*Required work*. Please show, copied in full, each row below that contains the word “curly”. Case counts.

*Provided data*.
/---

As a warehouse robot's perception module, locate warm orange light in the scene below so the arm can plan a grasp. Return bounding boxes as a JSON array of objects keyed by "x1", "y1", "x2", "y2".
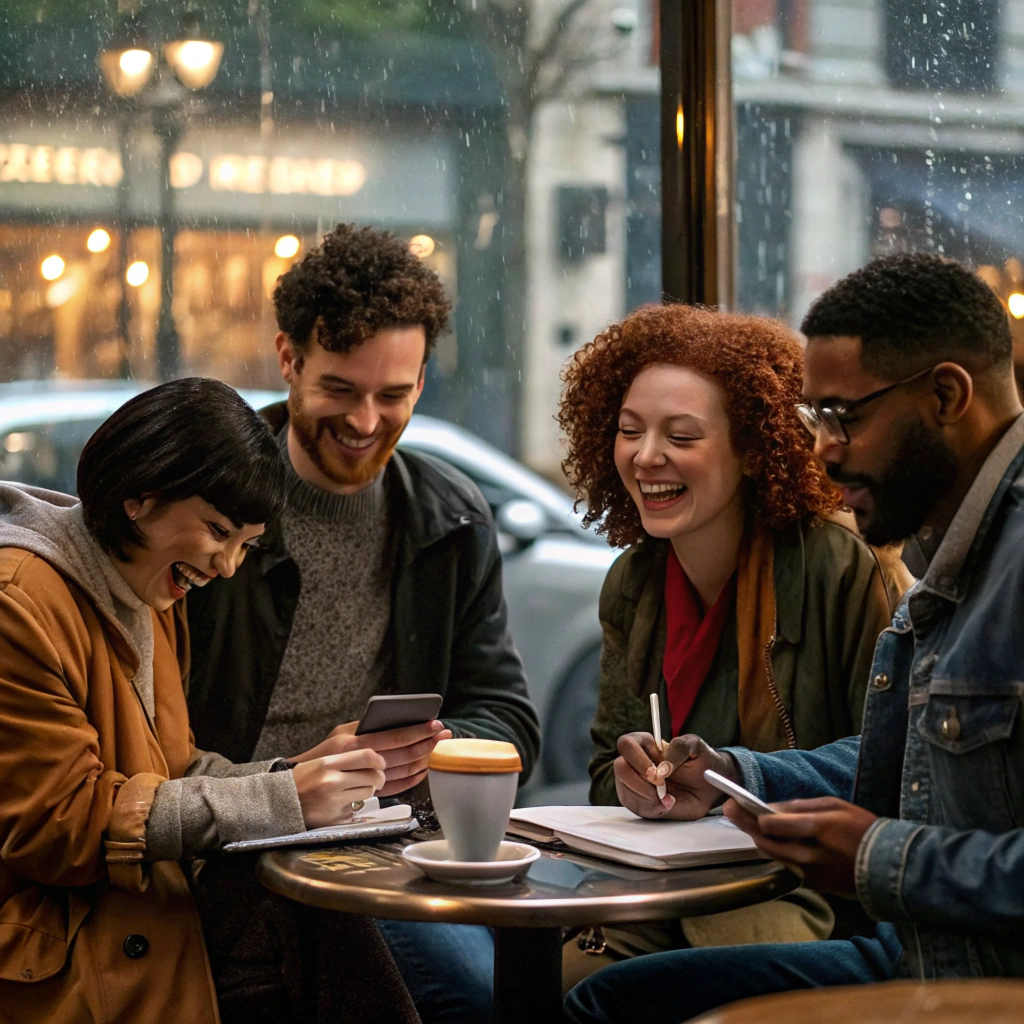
[
  {"x1": 39, "y1": 253, "x2": 65, "y2": 281},
  {"x1": 85, "y1": 227, "x2": 111, "y2": 253},
  {"x1": 125, "y1": 259, "x2": 150, "y2": 288},
  {"x1": 273, "y1": 234, "x2": 299, "y2": 259}
]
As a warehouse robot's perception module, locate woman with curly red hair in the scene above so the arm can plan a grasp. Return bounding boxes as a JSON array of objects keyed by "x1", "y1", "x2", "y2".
[{"x1": 559, "y1": 305, "x2": 891, "y2": 981}]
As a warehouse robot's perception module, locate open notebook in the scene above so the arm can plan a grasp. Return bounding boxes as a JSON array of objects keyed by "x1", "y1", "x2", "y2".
[
  {"x1": 224, "y1": 797, "x2": 420, "y2": 853},
  {"x1": 508, "y1": 807, "x2": 766, "y2": 871}
]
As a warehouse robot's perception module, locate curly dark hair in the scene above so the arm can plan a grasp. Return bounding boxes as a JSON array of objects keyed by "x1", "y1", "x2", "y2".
[
  {"x1": 273, "y1": 224, "x2": 452, "y2": 358},
  {"x1": 558, "y1": 305, "x2": 842, "y2": 547},
  {"x1": 801, "y1": 253, "x2": 1014, "y2": 380}
]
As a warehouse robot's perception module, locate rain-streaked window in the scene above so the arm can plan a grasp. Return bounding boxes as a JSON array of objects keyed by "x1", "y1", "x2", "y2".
[
  {"x1": 0, "y1": 0, "x2": 660, "y2": 472},
  {"x1": 732, "y1": 0, "x2": 1024, "y2": 368}
]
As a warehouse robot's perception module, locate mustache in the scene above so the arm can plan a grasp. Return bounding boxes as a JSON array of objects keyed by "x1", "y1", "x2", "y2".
[{"x1": 825, "y1": 462, "x2": 874, "y2": 487}]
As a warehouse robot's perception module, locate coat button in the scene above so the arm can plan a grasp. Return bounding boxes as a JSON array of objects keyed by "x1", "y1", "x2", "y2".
[
  {"x1": 124, "y1": 935, "x2": 150, "y2": 959},
  {"x1": 942, "y1": 708, "x2": 959, "y2": 740}
]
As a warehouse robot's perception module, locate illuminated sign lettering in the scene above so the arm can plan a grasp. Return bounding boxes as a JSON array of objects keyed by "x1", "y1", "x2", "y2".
[
  {"x1": 0, "y1": 142, "x2": 367, "y2": 196},
  {"x1": 210, "y1": 153, "x2": 367, "y2": 196},
  {"x1": 0, "y1": 142, "x2": 122, "y2": 188}
]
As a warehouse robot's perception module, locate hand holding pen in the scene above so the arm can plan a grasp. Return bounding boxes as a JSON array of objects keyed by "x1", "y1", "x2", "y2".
[{"x1": 614, "y1": 718, "x2": 739, "y2": 821}]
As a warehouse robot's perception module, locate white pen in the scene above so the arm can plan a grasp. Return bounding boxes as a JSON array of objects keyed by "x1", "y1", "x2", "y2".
[{"x1": 650, "y1": 693, "x2": 668, "y2": 800}]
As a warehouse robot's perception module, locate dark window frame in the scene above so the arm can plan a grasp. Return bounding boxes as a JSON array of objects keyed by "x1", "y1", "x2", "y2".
[{"x1": 658, "y1": 0, "x2": 735, "y2": 309}]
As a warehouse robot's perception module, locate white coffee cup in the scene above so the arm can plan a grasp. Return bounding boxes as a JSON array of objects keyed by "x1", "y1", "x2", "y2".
[{"x1": 428, "y1": 738, "x2": 522, "y2": 861}]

\---

*Expected answer*.
As a warehouse robot's perception module, locate woman with curly red hair in the scene above so the arm can plan a grasp. Return bounding boxes as a JSON array of objects keyed by "x1", "y1", "x2", "y2".
As a warehouse robot's perception module, locate curly dark hair in the scene above so the arm can plan a grasp. Return bounding boxes as a JSON array of objects keyed by "x1", "y1", "x2", "y2".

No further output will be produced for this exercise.